#### PROMPT
A single number is required: the count of lines in the entries below that include the word "blurred".

○ ○ ○ ○ ○

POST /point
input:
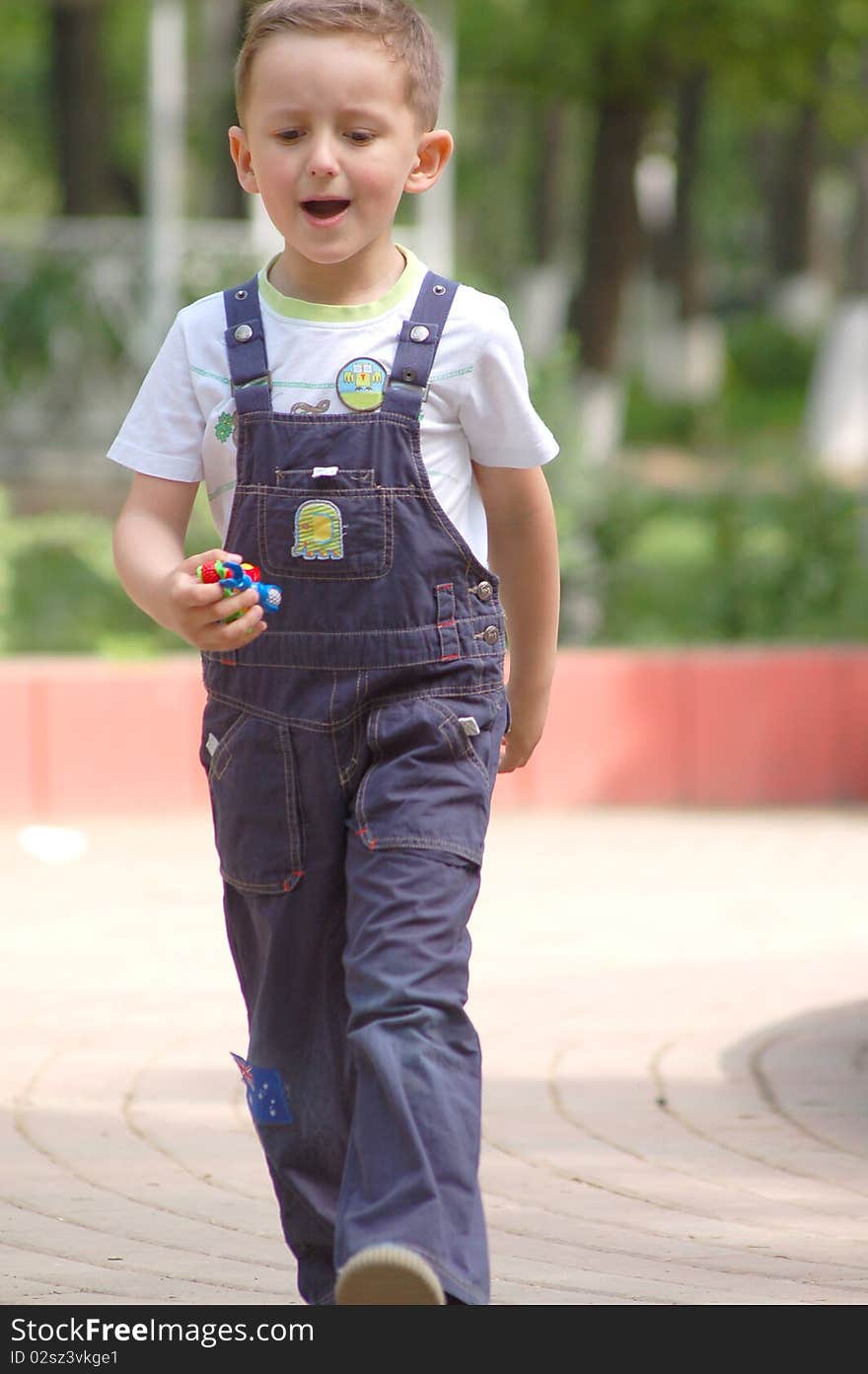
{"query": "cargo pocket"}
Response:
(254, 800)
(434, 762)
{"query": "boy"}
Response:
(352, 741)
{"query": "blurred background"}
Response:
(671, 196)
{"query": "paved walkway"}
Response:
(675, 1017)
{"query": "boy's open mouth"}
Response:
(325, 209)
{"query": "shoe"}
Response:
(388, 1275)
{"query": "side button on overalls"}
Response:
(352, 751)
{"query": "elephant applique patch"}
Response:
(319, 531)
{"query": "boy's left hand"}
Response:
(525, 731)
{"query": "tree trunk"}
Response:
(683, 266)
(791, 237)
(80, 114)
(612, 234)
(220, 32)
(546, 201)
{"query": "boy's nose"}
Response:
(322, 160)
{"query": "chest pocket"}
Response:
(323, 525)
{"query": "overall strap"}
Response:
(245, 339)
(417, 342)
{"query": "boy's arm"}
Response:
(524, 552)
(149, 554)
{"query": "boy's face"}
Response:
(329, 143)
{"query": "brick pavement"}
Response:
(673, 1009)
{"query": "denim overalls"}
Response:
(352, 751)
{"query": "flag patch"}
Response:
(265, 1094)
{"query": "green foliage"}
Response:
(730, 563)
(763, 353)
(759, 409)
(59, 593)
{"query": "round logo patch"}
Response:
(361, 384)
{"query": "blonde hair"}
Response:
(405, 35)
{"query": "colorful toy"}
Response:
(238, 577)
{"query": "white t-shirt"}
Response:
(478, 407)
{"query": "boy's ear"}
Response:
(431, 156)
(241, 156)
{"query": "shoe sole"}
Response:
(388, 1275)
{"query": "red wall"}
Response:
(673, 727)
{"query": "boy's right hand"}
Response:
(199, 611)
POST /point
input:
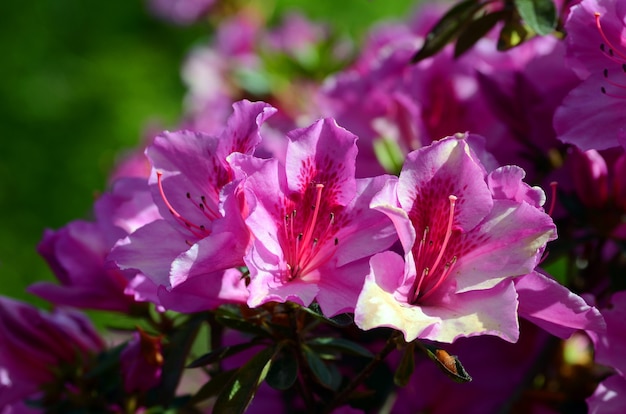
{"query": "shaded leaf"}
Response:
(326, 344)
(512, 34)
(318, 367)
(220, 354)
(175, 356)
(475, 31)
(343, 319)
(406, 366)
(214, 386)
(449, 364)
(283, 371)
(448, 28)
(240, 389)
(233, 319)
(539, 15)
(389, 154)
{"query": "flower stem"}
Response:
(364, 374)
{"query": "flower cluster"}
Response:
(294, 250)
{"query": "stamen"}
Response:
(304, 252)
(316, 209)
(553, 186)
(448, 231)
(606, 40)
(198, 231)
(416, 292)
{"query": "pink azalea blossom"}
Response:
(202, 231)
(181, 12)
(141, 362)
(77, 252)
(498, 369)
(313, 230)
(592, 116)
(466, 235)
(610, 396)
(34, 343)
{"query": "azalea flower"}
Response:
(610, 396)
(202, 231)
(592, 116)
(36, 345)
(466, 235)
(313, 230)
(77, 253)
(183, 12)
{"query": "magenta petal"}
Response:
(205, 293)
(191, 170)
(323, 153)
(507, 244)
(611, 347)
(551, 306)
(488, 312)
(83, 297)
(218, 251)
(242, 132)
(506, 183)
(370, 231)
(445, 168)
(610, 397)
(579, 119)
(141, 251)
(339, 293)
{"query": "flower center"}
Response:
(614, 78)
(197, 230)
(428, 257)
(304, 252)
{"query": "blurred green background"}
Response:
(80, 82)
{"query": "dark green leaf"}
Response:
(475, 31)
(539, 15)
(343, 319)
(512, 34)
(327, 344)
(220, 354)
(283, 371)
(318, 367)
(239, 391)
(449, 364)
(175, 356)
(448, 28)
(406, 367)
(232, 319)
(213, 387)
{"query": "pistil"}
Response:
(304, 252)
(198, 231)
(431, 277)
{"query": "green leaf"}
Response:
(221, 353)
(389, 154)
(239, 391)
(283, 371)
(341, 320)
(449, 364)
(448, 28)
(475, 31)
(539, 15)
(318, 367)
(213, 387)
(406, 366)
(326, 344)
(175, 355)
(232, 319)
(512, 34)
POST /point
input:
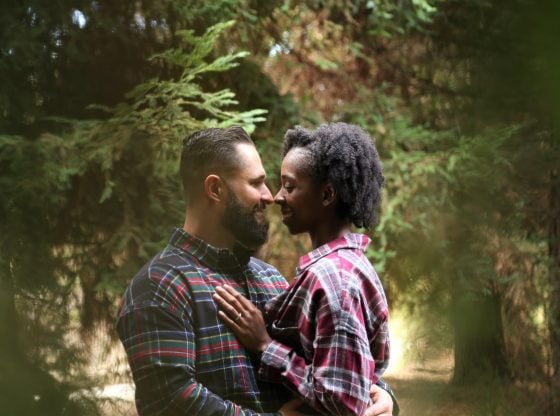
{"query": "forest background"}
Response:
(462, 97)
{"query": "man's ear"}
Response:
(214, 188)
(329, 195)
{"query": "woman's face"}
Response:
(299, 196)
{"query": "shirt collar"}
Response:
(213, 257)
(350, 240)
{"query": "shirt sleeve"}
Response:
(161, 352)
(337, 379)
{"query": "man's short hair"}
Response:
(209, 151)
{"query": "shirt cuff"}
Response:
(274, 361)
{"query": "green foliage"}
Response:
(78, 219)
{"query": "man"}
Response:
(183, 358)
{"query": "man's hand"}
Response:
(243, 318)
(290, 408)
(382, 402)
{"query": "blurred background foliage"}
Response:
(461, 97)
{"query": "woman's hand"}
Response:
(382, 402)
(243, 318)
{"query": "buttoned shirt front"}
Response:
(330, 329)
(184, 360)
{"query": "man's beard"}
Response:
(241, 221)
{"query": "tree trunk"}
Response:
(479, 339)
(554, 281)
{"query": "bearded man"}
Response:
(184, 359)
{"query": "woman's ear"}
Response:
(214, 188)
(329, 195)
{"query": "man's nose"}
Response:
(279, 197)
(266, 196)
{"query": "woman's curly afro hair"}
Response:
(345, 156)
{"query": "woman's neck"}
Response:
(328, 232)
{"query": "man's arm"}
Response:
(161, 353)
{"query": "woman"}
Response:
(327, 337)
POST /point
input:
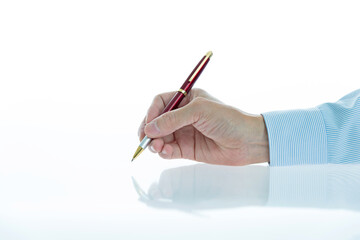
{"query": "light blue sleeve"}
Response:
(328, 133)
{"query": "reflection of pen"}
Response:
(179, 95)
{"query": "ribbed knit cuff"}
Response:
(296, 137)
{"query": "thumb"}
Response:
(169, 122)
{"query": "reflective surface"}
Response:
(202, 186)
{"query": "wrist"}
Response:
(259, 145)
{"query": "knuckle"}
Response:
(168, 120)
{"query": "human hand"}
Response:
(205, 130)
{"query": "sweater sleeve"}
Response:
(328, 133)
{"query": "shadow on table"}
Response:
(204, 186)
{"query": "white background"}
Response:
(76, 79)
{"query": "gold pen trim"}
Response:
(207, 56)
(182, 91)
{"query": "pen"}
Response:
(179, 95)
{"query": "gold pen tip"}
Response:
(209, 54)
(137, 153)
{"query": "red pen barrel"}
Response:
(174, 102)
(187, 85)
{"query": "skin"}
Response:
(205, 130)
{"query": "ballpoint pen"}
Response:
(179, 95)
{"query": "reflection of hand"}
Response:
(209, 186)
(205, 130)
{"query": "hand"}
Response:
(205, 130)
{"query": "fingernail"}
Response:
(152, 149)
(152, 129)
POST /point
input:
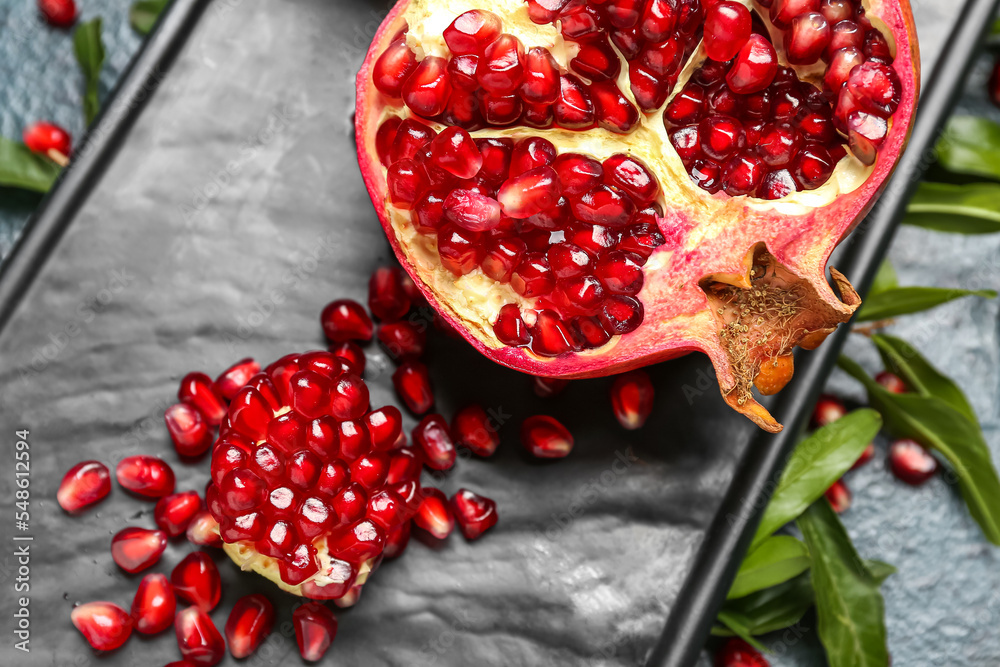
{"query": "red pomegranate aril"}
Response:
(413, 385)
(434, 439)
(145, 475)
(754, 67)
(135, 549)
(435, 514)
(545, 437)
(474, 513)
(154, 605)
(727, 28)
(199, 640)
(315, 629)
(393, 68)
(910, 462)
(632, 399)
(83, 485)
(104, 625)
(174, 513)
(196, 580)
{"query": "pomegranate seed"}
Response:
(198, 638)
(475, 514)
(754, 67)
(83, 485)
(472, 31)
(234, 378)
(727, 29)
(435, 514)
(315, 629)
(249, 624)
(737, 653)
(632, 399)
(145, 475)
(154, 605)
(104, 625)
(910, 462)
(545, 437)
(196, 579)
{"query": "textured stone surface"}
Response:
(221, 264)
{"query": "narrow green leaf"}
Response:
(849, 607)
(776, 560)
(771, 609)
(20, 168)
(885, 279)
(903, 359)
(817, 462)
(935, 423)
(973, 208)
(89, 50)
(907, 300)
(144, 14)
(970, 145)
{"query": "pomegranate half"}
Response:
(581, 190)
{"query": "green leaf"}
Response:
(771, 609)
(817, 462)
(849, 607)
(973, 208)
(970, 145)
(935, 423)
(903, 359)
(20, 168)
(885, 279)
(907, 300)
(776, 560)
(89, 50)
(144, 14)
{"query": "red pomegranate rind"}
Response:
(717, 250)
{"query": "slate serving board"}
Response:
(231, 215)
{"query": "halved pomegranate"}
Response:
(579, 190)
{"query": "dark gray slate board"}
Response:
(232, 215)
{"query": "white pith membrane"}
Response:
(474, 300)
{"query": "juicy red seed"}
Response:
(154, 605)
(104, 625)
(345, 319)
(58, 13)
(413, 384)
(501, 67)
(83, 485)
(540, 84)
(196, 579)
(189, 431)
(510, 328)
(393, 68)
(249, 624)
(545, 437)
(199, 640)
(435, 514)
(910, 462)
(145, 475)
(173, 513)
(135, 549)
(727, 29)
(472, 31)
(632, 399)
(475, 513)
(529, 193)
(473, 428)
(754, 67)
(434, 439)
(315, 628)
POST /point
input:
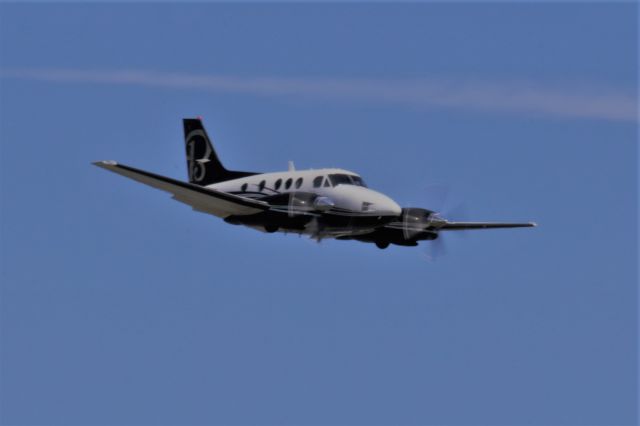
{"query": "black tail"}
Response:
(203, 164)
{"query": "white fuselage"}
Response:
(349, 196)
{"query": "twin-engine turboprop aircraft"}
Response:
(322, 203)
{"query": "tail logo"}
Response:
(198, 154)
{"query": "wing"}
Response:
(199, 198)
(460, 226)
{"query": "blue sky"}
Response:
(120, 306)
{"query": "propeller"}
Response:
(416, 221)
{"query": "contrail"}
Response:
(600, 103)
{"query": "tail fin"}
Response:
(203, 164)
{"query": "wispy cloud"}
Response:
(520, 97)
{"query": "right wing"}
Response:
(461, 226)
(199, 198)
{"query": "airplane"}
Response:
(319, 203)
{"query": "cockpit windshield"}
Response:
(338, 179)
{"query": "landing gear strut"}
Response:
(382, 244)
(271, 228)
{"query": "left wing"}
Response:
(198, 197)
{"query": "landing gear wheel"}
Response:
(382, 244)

○ ○ ○ ○ ○

#### EXERCISE RESULT
3